→ **Exercise**
Please copy the stretch of records from the line containing "Please annotate the purple" through the end of the records word for word.

**** Record extracts

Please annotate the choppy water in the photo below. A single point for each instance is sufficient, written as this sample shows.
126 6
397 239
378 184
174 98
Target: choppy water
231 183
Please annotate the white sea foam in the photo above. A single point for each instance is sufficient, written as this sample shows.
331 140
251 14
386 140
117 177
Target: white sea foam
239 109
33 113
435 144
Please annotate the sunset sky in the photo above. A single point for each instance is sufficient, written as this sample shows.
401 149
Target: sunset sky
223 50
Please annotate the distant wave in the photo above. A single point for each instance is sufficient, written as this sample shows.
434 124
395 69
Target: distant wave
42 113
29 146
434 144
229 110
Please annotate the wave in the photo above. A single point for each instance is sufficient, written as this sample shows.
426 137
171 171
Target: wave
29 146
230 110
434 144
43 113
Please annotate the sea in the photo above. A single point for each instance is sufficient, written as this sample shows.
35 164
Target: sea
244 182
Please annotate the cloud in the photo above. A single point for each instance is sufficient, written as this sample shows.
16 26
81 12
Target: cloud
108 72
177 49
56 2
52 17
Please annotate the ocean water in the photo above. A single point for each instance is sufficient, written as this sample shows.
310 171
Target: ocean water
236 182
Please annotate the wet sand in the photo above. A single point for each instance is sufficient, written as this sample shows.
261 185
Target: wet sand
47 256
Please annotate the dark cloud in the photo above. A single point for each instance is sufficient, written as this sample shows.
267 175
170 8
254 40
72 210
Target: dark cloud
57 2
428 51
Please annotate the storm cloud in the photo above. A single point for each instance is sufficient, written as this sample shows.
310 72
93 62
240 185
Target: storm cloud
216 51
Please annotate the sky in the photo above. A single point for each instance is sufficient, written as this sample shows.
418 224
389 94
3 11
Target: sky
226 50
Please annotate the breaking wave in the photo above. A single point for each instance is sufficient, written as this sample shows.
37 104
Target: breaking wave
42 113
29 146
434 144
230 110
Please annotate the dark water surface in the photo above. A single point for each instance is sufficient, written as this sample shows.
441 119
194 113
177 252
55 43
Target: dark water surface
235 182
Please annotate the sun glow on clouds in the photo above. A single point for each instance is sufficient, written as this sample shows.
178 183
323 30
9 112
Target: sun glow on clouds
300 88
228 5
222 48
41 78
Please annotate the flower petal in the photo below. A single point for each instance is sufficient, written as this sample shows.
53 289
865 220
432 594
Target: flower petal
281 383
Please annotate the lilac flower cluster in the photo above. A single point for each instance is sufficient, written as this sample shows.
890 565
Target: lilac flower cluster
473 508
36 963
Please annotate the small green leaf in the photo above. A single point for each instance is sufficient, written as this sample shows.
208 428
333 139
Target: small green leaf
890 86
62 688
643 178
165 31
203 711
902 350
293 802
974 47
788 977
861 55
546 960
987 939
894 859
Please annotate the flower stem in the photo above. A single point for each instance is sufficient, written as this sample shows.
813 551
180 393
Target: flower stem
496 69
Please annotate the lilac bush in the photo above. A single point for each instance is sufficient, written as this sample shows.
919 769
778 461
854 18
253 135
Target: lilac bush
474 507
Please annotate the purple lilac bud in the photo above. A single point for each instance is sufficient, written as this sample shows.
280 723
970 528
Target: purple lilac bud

********

→ **Solution**
Please annotate the purple lilac bud in the photo above. A single point for each instance is sufficient, written as this sample shows.
280 723
970 528
Target: purple lilac bud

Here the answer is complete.